# [Input material]
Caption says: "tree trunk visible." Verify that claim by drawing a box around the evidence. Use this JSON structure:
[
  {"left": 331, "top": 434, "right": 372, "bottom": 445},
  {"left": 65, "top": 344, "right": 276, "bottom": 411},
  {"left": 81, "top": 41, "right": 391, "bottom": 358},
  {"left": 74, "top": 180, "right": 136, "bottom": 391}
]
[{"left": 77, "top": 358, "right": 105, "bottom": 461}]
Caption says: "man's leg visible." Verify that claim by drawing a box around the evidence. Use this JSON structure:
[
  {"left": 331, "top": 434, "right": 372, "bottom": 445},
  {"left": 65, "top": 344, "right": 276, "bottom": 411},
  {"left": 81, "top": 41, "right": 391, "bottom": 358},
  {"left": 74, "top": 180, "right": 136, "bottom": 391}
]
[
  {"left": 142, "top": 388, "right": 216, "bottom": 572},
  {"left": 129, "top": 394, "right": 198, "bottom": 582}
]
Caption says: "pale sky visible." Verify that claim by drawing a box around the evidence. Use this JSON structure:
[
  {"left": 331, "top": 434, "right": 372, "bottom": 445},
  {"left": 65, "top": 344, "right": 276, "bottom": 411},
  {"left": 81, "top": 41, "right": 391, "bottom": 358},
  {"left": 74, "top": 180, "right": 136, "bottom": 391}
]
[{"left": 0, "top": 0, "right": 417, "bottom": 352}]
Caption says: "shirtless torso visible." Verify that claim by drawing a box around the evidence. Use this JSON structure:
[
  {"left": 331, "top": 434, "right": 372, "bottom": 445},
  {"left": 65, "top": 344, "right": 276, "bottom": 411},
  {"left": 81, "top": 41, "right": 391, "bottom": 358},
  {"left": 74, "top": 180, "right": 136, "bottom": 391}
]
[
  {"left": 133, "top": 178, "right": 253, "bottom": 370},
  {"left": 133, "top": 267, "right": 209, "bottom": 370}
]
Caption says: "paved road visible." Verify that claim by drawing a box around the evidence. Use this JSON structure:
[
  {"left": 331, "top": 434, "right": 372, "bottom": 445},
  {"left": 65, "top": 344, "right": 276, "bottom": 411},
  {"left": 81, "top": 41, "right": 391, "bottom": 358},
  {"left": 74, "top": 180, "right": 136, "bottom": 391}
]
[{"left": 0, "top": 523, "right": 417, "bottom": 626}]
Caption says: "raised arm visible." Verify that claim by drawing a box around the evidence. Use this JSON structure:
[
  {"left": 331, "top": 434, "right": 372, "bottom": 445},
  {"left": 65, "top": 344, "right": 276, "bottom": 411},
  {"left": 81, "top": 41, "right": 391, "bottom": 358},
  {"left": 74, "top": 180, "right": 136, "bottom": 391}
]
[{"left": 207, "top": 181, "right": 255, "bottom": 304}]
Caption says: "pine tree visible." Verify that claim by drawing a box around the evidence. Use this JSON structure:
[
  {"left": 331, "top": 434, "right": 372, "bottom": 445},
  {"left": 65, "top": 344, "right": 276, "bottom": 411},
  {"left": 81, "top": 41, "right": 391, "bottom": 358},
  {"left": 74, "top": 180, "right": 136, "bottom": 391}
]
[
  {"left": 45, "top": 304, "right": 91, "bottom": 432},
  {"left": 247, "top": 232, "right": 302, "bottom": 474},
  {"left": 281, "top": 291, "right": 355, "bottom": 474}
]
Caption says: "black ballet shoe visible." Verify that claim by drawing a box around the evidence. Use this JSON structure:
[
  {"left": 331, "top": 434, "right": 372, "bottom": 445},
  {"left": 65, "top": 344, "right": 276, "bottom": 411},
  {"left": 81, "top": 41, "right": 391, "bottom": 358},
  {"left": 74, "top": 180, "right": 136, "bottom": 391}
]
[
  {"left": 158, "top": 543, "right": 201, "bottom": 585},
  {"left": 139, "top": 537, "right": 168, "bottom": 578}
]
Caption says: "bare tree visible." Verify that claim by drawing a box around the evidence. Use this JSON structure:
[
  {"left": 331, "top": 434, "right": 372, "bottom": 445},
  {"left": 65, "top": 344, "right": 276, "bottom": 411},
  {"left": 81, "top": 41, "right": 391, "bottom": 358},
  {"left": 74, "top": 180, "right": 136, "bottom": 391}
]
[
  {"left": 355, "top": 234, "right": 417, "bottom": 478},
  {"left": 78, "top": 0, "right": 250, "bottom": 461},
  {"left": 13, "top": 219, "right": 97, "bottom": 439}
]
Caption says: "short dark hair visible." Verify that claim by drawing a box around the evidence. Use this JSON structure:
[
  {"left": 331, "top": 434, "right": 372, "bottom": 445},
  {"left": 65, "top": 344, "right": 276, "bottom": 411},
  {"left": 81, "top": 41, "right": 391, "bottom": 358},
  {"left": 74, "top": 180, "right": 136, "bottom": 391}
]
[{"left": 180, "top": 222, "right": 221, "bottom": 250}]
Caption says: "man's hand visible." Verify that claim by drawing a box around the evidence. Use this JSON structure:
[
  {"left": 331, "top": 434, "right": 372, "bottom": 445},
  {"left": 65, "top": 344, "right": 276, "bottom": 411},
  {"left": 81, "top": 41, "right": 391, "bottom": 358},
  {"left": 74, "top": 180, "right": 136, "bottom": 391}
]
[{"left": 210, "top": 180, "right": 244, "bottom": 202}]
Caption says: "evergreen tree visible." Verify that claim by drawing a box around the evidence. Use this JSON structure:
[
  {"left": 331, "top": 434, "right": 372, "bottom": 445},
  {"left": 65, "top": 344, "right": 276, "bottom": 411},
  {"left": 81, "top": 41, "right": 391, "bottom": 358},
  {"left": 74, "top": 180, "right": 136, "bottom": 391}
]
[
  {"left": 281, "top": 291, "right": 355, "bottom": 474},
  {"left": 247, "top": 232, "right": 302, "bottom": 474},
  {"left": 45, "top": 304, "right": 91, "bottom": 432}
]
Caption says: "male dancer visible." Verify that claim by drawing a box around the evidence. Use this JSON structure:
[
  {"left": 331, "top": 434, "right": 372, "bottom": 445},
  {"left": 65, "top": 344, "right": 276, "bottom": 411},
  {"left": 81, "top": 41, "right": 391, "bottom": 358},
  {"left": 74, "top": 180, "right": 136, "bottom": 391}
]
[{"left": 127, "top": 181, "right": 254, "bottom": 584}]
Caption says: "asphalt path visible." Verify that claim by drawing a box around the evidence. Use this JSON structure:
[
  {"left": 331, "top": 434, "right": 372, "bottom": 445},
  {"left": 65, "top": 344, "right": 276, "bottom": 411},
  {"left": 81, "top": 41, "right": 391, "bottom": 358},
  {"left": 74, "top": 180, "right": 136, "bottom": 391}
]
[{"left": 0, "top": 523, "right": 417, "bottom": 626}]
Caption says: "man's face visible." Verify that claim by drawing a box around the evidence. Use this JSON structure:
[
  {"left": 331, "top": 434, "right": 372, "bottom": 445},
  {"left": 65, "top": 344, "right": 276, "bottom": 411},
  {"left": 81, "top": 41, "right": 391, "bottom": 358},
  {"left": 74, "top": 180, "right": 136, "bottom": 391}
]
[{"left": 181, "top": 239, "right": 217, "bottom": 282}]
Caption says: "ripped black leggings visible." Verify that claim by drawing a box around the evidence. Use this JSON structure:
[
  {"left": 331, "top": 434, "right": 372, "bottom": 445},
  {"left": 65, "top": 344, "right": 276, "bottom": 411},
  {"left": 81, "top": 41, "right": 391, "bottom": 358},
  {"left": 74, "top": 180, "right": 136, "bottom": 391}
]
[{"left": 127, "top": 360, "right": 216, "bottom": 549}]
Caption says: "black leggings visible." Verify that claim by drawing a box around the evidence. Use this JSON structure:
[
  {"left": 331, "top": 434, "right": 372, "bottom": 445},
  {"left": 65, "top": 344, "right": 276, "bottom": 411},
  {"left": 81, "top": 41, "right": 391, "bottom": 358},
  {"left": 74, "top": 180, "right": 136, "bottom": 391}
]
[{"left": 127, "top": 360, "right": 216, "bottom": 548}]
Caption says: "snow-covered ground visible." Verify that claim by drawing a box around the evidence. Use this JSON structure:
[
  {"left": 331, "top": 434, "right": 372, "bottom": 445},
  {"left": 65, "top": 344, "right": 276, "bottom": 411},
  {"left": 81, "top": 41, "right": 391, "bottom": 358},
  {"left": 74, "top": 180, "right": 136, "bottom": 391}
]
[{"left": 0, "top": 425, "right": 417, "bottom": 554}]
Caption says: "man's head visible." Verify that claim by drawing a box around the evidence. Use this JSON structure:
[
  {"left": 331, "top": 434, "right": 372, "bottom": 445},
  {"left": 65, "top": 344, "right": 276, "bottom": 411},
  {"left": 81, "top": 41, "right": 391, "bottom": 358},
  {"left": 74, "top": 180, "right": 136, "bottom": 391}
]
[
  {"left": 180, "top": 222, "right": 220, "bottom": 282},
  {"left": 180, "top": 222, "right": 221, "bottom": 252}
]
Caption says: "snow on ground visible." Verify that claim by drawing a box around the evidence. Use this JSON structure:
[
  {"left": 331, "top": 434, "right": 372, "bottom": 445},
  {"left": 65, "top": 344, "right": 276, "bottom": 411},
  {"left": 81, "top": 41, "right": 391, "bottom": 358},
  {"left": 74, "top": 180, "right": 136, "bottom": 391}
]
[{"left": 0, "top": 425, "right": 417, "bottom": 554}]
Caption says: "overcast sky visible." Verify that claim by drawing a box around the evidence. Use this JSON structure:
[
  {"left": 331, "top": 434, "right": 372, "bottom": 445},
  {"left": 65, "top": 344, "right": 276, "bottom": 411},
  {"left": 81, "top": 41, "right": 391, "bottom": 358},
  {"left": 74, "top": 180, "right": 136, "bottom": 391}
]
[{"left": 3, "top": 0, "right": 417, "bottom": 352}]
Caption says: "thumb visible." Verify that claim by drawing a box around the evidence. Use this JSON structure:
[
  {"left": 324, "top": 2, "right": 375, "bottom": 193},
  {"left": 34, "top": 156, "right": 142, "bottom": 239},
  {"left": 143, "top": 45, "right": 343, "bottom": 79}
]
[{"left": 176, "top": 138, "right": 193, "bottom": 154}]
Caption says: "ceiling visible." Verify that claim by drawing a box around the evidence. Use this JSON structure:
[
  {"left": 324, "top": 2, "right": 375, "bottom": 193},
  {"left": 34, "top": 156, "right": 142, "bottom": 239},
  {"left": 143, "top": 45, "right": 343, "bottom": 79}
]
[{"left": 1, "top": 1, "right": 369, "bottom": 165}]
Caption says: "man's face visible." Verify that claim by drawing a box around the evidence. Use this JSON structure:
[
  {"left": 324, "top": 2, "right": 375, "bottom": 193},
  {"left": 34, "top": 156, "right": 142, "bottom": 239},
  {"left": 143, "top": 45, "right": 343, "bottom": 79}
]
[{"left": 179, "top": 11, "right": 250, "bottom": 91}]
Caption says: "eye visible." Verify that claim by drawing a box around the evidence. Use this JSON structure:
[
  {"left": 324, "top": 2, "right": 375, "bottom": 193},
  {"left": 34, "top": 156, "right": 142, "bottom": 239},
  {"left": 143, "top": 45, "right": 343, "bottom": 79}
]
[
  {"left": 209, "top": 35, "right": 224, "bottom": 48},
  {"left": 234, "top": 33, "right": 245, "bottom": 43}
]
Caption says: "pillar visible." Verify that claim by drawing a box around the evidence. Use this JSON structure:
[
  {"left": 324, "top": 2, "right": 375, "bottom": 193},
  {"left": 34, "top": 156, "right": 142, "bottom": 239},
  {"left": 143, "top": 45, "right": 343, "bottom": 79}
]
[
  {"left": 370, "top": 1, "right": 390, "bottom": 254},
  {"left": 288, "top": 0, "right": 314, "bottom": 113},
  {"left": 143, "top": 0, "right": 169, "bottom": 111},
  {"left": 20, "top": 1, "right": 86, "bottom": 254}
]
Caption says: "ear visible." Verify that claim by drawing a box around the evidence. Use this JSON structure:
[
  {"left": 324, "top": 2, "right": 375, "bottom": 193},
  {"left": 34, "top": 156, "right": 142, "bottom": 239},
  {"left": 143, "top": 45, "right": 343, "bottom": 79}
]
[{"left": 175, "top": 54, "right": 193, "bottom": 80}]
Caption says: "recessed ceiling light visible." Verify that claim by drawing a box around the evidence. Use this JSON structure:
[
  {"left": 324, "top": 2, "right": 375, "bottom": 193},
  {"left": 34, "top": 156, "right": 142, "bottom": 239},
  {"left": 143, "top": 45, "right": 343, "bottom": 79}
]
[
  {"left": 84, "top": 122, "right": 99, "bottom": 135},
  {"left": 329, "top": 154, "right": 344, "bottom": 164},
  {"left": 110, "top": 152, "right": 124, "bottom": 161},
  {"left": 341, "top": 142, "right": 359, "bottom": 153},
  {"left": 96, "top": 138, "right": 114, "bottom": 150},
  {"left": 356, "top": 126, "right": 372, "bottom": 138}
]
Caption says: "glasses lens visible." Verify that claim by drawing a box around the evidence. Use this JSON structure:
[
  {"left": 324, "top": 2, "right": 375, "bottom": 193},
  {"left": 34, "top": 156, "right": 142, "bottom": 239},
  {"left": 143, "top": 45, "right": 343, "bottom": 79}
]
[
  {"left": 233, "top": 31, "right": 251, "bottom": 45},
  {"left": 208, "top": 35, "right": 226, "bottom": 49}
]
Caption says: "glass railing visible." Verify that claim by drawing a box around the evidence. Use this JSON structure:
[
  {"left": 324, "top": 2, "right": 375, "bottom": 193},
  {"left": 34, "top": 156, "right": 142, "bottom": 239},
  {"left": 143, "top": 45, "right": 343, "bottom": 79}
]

# [Exercise details]
Pick out each line in the rows above that contains the word "ceiling", and copy those lines. Match case exactly.

# [Solution for this task]
Caption says: "ceiling visible." Verify that claim by drawing a box around the evidence. Use this JSON structure:
Caption says: "recessed ceiling light visible." Verify that claim by drawing a box around the evidence. Use this JSON structure:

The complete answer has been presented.